Below are the records; print them all without any alteration.

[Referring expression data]
= Beginning of Section =

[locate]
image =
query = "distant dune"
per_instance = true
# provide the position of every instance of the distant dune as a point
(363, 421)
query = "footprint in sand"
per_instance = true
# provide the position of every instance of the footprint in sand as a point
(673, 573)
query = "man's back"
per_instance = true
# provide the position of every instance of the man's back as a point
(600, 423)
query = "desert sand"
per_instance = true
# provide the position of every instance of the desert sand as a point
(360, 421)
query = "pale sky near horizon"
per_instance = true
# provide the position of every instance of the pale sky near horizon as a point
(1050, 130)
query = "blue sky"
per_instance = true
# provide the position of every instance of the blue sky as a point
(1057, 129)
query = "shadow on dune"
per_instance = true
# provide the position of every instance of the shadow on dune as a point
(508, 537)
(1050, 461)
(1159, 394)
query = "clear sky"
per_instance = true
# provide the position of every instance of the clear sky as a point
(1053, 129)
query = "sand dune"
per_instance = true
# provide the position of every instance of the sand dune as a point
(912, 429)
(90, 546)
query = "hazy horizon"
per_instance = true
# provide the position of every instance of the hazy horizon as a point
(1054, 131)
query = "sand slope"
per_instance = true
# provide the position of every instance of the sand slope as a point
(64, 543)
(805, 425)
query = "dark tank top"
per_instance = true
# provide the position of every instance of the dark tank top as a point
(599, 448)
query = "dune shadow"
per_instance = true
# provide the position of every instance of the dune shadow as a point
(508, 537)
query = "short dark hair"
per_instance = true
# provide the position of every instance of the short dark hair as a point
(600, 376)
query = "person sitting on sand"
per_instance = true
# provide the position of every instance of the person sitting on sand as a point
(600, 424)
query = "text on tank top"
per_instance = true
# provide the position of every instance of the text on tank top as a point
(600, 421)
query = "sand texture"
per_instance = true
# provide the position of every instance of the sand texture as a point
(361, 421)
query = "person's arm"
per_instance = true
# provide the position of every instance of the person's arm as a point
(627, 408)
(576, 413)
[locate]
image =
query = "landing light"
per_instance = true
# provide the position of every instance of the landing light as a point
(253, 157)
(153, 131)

= End of Section =

> **Response area**
[locate]
image =
query = "distant dune"
per_instance = true
# provide the position of every instance of the distant dune as a point
(363, 421)
query = "footprint in sand"
per_instance = true
# provide the position of every instance of the footprint in sand as a point
(673, 573)
query = "man's back"
per_instance = true
# provide the position of every instance of the man's back as a point
(600, 423)
query = "desert sand"
per_instance = true
# provide the position of every instance of the desert sand as a point
(360, 421)
query = "pale sky near horizon"
per_instance = true
# provide the position of every instance of the pale sky near horizon as a point
(1050, 130)
query = "blue sky"
per_instance = true
# provide the position of every instance of the blue sky as a point
(1057, 129)
query = "shadow on dune"
per_instance = true
# provide the position of every instance of the shadow on dune as a point
(508, 537)
(1050, 461)
(1159, 394)
query = "clear sky"
per_instance = true
# provide the position of every instance of the clear sky as a point
(1053, 129)
query = "sand dune"
per_instance = true
# provide the position of every instance of the sand dune as a point
(912, 429)
(90, 546)
query = "hazy horizon"
per_instance = true
# provide the position of every instance of the hazy horizon as a point
(1054, 131)
query = "sand slope"
per_instance = true
# provide the position of every instance of the sand slope as a point
(64, 543)
(805, 425)
query = "dark tank top"
per_instance = true
# provide the position of every instance of the dark tank top as a point
(599, 448)
query = "dune shadow"
per_instance = true
# provide the position of every instance of the dune shadow as a point
(508, 537)
query = "short dark hair"
per_instance = true
# provide the position of every instance of the short dark hair as a point
(600, 376)
query = "person sitting on sand"
per_instance = true
# provide the position of every instance of the person sitting on sand as a point
(600, 424)
query = "text on tank top"
per_instance = true
# provide the position of every instance of the text on tank top as a point
(600, 421)
query = "sand texture"
per_instance = true
# provide the position of every instance of the sand texture as a point
(361, 421)
query = "person's arm"
per_instance = true
# provide the position of every instance of the person's arm as a point
(627, 408)
(576, 413)
[locate]
image =
query = "landing light"
per_instance = true
# provide the position of every instance of the landing light as a point
(253, 157)
(153, 131)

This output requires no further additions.